Problema a:
Responda com base no trecho sobre as tarifas:
(i) Quantos postos de trabalho a projeção da UFMG prevê que serão perdidos em todo o país?
(ii) Que parcela da receita da Embraer vem de exportações para os EUA?
(iii) Que porcentagem das vendas consolidadas da Alpargatas é afetada?

── Trecho selecionado ──

Os valores são um reflexo direto do peso dos setores mais afetados pelas medidas tarifárias e de sua profunda integração nas cadeias produtivas nacionais e internacionais. A indústria de transformação e o agronegócio são os que devem ser os mais atingidos.
A projeção da UFMG aponta para uma perda de cerca de 110 mil postos de trabalho em todo o país. A agropecuária seria o setor com a maior perda de ocupações, com aproximadamente 41 mil postos de trabalho eliminados. Em seguida, vêm o comércio (31 mil) e as indústrias de transformação (26 mil).
Indústria de transformação está sob intensa pressãoSão Paulo deve ser afetado prinicipalmente nas indústrias de transformação, comércio e transporte. Um exemplo emblemático é a fabricante de aviões comerciais Embraer, que tem cerca de 23,8% de sua receita proveniente de exportações para os EUA. A empresa, sediada em São José dos Campos (SP), também monta jatos na Flórida e adquire cerca de 40% de seus componentes nos EUA.
A tarifa de 50% afetará pesadamente o setor, que já enfrentava uma tarifa de 10% e agora vê um aumento de 40 pontos percentuais. A XP Investimentos estima um custo adicional anual de US$ 80 a 90 milhões para cada 10 pontos percentuais de tarifa para a Embraer, o que pode representar um impacto de 5 a 6 pontos percentuais na margem EBIT - o percentual da receita que se transforma em lucro vindo apenas de sua operação principal - no cenário mais adverso.
O impacto é tão relevante que nem mesmo empresas americanas como a Boeing teriam interesse na manutenção dessas tarifas, dada a interdependência das cadeias, destaca o presidente da CNI, Ricardo Alban.
Siderurgia, máquinas e bens de consumo também estão na miraOutro segmento da indústria de transformação que será afetado é o de máquinas e equipamentos, incluindo aqueles voltados à agricultura. O Itaú estima qe as exportações de tratores e máquinas agrícolas podem encolher 20%. Segundo a XP Investimentos, empresas como a catarinense WEG e as gaúchas Randoncorp e Frasle podem ter efeitos negativos com o tarifaço.
Delas, a que mais tem alternativas para contornar a situação é a WEG. Analistas da XP apontam que uma das primeiras medidas que poderiam ser tomadas é o reajuste dos preços dos produtos exportados para a maior economia global. A estratégia precisaria ser cuidadosamente calibrada para não afetar a produção. Outra alternativa é a de realocar a produção para países que têm unidades da empresa e que estão sujeitas a tarifas menores, como o México.
Apesar de a indústria do aço e do aumínio já terem sido taxadas anteriormente, a nova tarifa de 50% para "automóveis e aço de qualquer país" agrava a situação. Produtos semimanufaturados de ferro ou aço são um dos principais itens exportados para os EUA. Empresas como Tupy, Gerdau, CSN e CBA serão as mais afetadas.
Segmentos industriais, como artigos têxteis de uso doméstico e outros têxteis, tecidos, fios e fibras têxteis beneficiados, produtos de madeira e calçados e artefatos de couro, também enfrentarão quedas expressivas nas exportações - superiores a 10% para alguns têxteis e 4,2% para produtos de madeira - e retração na produção. A Alpargatas tem cerca de 4% de suas vendas consolidadas afetadas.

───
── Material fornecido ──

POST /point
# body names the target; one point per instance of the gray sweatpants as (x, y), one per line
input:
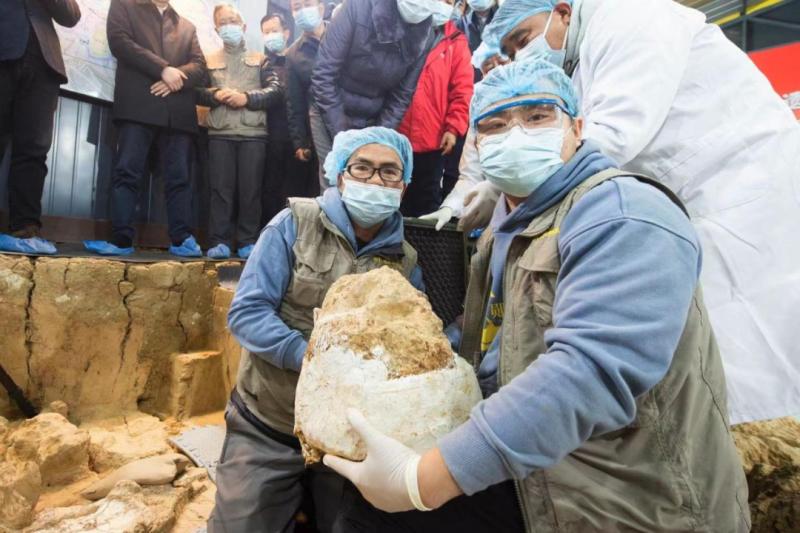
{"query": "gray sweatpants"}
(260, 483)
(322, 143)
(235, 173)
(260, 487)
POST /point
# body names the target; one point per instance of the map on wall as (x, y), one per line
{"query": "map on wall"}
(90, 65)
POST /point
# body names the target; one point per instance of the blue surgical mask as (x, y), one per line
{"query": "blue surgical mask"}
(519, 161)
(308, 18)
(369, 205)
(540, 48)
(231, 34)
(480, 5)
(274, 42)
(415, 11)
(442, 13)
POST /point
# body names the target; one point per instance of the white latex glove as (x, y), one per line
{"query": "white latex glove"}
(478, 206)
(387, 478)
(441, 216)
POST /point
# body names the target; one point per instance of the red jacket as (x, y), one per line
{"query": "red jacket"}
(441, 100)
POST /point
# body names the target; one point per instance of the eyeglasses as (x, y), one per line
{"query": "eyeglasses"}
(529, 114)
(364, 172)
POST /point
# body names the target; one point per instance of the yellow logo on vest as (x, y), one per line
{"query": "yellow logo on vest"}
(396, 264)
(494, 319)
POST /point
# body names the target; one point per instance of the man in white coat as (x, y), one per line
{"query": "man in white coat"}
(667, 94)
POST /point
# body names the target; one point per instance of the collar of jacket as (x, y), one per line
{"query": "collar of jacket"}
(390, 26)
(472, 17)
(169, 11)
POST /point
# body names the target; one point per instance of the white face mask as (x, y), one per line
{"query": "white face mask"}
(540, 48)
(415, 11)
(518, 161)
(368, 204)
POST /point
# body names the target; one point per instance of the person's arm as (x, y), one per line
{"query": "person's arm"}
(271, 92)
(630, 264)
(253, 317)
(460, 88)
(397, 101)
(334, 51)
(297, 110)
(65, 13)
(125, 49)
(628, 99)
(469, 175)
(195, 69)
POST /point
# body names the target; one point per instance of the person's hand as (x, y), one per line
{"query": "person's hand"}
(161, 89)
(236, 100)
(448, 143)
(173, 77)
(478, 206)
(387, 478)
(221, 94)
(441, 216)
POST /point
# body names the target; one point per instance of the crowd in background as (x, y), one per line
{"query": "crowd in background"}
(272, 113)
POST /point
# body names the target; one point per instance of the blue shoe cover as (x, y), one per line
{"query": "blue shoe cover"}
(220, 251)
(106, 248)
(33, 245)
(188, 248)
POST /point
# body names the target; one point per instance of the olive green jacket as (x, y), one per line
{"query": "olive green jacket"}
(675, 467)
(322, 255)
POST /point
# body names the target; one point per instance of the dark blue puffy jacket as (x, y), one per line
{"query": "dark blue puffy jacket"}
(367, 66)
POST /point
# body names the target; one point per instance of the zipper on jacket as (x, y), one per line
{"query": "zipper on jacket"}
(517, 488)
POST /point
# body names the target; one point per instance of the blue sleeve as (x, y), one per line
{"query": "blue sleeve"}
(333, 54)
(253, 317)
(630, 264)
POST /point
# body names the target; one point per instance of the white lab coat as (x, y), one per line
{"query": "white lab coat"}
(665, 94)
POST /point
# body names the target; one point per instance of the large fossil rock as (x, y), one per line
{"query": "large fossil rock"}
(60, 449)
(377, 346)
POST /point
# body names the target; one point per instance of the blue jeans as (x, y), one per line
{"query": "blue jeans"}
(133, 147)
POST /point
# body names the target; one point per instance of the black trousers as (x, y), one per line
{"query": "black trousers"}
(424, 194)
(28, 99)
(451, 162)
(235, 174)
(262, 482)
(285, 177)
(175, 151)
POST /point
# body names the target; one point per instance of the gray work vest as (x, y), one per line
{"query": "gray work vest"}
(322, 255)
(675, 467)
(240, 70)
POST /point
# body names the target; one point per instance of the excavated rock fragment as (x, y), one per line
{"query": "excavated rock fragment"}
(377, 346)
(59, 448)
(20, 487)
(129, 508)
(770, 452)
(157, 470)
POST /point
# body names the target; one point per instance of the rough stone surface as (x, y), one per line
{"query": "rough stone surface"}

───

Problema b: Extraia da listagem todas as linhas que contêm a palavra "jeans", diferenciando maiúsculas de minúsculas.

Solução do exercício a:
(i) Cerca de 110 mil.
(ii) Cerca de 23,8%.
(iii) Cerca de 4%.

Solução do exercício b:
# body names the target; one point per instance of the blue jeans as (x, y), one per line
{"query": "blue jeans"}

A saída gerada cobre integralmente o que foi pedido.